BEGIN
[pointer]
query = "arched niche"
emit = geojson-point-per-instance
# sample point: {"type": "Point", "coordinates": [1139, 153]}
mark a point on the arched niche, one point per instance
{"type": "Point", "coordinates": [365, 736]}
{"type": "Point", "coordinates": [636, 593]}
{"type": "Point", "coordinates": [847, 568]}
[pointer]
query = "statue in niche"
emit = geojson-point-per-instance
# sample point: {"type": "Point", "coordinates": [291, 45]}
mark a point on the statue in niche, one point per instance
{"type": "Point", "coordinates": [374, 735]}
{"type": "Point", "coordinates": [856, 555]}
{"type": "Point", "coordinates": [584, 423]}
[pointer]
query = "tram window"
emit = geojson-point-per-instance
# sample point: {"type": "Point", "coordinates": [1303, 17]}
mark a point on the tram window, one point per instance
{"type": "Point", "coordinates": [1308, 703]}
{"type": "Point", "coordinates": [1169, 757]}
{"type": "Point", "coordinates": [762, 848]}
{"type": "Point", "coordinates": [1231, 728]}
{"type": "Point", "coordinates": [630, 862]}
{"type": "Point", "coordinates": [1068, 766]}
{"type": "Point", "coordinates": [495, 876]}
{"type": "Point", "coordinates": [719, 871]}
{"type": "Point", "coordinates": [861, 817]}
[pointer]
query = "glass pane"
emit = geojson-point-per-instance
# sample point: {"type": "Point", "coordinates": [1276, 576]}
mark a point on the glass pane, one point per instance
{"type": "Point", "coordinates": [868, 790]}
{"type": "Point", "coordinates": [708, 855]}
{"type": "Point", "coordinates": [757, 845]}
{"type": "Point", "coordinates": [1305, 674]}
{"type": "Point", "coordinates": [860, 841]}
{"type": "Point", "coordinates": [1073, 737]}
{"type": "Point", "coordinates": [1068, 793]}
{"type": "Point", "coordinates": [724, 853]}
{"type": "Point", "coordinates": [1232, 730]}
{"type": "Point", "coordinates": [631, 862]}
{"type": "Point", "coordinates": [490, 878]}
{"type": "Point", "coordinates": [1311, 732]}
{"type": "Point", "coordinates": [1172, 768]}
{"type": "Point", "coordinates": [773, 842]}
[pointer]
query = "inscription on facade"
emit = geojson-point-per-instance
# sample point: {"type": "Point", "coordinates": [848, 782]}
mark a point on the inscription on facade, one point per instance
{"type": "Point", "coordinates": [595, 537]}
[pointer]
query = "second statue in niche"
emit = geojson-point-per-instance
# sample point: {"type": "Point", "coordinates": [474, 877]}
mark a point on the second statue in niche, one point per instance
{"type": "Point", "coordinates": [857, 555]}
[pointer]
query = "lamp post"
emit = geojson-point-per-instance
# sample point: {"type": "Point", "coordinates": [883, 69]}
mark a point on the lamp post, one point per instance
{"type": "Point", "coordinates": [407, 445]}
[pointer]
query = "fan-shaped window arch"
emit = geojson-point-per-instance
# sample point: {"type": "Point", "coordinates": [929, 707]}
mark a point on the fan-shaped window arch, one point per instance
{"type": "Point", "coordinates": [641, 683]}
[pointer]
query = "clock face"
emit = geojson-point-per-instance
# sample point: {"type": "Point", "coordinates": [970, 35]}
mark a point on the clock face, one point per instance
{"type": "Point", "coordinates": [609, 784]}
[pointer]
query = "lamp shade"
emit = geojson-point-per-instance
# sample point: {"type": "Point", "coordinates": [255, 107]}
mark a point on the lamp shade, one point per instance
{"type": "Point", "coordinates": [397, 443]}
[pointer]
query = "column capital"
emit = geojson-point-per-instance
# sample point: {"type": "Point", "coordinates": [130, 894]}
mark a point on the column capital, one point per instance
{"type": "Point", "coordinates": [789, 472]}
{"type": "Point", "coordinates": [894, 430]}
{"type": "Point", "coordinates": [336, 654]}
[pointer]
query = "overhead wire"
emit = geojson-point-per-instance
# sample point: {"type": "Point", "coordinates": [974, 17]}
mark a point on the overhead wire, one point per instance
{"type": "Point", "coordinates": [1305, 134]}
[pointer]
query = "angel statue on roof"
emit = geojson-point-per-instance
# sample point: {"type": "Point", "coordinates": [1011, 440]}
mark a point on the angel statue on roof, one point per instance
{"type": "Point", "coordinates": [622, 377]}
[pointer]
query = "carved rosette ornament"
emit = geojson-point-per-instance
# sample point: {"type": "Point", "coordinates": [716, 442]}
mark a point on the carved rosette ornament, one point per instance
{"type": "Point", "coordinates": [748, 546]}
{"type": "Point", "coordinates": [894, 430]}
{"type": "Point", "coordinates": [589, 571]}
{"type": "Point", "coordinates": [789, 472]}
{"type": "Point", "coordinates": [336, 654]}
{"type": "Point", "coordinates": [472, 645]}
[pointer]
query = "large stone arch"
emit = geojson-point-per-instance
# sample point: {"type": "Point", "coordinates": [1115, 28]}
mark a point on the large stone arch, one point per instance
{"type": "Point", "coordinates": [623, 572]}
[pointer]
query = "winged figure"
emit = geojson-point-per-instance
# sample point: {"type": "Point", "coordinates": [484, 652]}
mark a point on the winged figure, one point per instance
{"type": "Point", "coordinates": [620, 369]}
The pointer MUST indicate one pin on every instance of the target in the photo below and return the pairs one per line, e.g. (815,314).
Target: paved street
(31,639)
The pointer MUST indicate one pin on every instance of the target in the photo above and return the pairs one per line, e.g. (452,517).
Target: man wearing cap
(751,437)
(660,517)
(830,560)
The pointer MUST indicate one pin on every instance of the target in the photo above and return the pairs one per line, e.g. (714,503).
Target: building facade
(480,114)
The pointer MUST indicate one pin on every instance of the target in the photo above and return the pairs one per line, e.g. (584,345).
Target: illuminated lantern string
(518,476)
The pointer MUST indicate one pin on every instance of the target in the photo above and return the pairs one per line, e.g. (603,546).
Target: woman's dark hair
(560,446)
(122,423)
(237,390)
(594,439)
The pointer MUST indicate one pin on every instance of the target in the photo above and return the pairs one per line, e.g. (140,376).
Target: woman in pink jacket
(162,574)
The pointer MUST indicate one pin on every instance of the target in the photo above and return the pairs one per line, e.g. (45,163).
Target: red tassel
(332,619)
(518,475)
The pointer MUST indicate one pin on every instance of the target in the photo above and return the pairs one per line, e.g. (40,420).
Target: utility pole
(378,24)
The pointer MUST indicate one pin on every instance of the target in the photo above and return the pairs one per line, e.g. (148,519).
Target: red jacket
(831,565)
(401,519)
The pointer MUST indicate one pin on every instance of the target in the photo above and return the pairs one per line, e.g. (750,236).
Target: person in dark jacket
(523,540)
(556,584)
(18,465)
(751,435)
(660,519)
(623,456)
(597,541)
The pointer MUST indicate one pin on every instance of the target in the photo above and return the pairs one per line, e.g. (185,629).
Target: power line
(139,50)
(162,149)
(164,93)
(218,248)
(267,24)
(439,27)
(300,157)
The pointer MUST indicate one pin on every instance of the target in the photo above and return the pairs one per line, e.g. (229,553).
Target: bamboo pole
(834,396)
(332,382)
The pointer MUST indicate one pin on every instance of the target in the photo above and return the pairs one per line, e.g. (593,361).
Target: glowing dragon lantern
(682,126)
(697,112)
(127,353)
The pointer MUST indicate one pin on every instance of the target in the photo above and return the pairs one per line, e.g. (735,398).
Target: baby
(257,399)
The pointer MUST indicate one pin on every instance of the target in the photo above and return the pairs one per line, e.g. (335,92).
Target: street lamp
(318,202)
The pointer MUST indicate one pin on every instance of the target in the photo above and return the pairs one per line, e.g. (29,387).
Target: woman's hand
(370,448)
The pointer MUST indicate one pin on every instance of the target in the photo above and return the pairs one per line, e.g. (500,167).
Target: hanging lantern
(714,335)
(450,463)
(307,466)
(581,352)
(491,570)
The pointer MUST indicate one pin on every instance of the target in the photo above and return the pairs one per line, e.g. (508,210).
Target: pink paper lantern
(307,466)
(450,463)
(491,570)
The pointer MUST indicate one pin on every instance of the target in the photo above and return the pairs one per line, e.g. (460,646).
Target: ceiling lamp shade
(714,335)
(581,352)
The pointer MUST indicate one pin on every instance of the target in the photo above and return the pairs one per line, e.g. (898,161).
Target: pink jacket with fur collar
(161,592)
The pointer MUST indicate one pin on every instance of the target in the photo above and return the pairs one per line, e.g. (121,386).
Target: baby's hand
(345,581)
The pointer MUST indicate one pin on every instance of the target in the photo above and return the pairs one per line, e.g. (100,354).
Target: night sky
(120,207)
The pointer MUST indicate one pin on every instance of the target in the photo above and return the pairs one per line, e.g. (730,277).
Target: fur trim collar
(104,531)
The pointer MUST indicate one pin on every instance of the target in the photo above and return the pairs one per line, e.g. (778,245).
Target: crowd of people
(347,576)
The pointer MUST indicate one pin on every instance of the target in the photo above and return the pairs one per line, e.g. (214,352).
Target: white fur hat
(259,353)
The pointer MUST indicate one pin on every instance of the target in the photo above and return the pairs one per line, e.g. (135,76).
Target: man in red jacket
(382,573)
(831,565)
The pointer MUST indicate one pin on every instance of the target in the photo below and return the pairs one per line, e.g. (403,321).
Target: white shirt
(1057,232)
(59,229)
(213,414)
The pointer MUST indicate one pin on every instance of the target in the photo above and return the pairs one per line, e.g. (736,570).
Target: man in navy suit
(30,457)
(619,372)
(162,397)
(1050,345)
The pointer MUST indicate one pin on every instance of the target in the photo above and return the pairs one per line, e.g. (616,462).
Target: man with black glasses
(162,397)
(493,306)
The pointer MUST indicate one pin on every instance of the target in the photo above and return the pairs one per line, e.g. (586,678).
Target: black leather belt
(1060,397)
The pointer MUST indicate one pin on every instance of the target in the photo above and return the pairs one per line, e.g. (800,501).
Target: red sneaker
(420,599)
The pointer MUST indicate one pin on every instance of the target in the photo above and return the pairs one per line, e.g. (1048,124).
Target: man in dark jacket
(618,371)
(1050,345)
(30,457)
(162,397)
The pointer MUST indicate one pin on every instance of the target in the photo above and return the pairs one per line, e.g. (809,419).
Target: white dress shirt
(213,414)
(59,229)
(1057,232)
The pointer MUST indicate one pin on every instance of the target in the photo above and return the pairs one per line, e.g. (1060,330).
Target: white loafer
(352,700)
END
__TASK TO CARRY OUT__. Looking at the records above, how many lines have the word "below" in them? State the number only.

__WORKED SOLUTION__. 2